This sounds wild, but it all easily fits into the general atmosphere of camp life. Everything here is imbued with incomprehensible paradoxes, with a Kafkaesque logic of “the opposite.” It would seem that, according to the norms of our society, a spirit of collectivism should be instilled or at least stimulated among the prisoners. However, it is precisely manifestations of collectivism that are feared here like the devil fears holy water. If prisoners are friends, it is considered something suspicious and dangerous, and it is counteracted under various pretexts. Officially, no one can write a statement or a complaint for his comrade. No one has the right to give a small gift, say, to his friend on his birthday. Everything here is aimed at the de-socialization of the individual, at the cultivation of separate units, of philistines who, besides their own person, should know no other living interests. How poor Makarenko must be turning in his grave from such “pedagogy”!

Now do you understand why I was overjoyed when they told me I could write you a letter? But when I took pen in hand, it turned out to be not so easy to write. Now, in these new conditions, questions arise that would have been strange before: what to write about? and—to whom to write?

Yes, yes: what about, and to whom…

The former I. Dziuba I knew, I think, quite well. I consider all sorts of exaggerations in assessing my friends to be in bad taste and will not resort to beautiful and grand words, but even without exaggeration I can say: the former I. Dziuba is associated in my mind with the image of a man and a citizen who in his actions was guided by a moral code of the highest caliber and never sacrificed any public interests for his own.

Now you have declared: “that ‘Ivan Dziuba,’ who allowed himself to be made a byword and who wasted years of his life on political wild-goose chases, is no more and will be no more. There is a man who is pained by the awareness of his unfortunate mistakes and wasted time and who wants one thing and thinks of one thing: to work and work, to at least somewhat make up for what was lost and to overcome what was wrong.”

So, the I. Dziuba I knew is gone, and there is a new I. Dziuba, and logically, before writing to him, I should learn more about my addressee.

Your “statement” partially answers this. But, unfortunately, only partially, only summarily; much—at least for me—remains unclear and unclarified, and without this I can neither imagine my new addressee, nor, much less, speak with him in the old tone. I am interested to know what exactly the new I. Dziuba has severed from the old, and what he has inherited, and how far the revaluation of values has gone: does it concern only his worldview, or has it also seized his moral principles?

★ ★ ★ ★

Task set:
**1)** According to the letter, what is officially forbidden for one prisoner to write for a comrade?
**2)** Please decide whether each statement agrees with the letter, answering yes or no and quoting the deciding words: (a) Friendship between prisoners is regarded in the camp as suspicious. (b) The writer found it easy to write once holding the pen. (c) The writer uses grand words to praise the former I. Dziuba.

★ ★ ★ ★

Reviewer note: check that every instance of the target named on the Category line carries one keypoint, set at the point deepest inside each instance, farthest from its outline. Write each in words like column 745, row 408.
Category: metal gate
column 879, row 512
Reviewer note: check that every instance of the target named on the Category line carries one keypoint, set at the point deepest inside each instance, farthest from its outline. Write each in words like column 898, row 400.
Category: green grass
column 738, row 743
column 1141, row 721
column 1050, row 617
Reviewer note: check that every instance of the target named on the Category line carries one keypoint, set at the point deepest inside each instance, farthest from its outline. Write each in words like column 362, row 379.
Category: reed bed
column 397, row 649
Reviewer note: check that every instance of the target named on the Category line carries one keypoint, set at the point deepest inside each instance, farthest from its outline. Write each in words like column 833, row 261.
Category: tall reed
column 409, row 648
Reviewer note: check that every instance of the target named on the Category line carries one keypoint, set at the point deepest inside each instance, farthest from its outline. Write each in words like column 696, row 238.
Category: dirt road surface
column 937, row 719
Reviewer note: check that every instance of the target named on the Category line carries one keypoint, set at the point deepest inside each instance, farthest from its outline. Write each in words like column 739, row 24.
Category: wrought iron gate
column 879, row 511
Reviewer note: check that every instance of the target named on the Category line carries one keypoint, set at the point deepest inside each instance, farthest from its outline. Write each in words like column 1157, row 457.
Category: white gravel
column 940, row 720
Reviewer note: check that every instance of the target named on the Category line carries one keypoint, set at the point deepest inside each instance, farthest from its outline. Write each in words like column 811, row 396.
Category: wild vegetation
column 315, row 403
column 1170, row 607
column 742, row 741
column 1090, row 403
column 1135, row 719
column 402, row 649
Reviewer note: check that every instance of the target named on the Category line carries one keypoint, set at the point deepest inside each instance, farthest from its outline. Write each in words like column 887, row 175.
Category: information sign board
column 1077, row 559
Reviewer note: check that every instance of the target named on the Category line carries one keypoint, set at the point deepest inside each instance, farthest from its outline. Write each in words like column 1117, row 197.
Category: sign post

★ ★ ★ ★

Outputs for the tasks:
**1)** A statement or a complaint.

**2)**
(a) Yes: "If prisoners are friends, it is considered something suspicious and dangerous"
(b) No: "when I took pen in hand, it turned out to be not so easy to write"
(c) No: "will not resort to beautiful and grand words"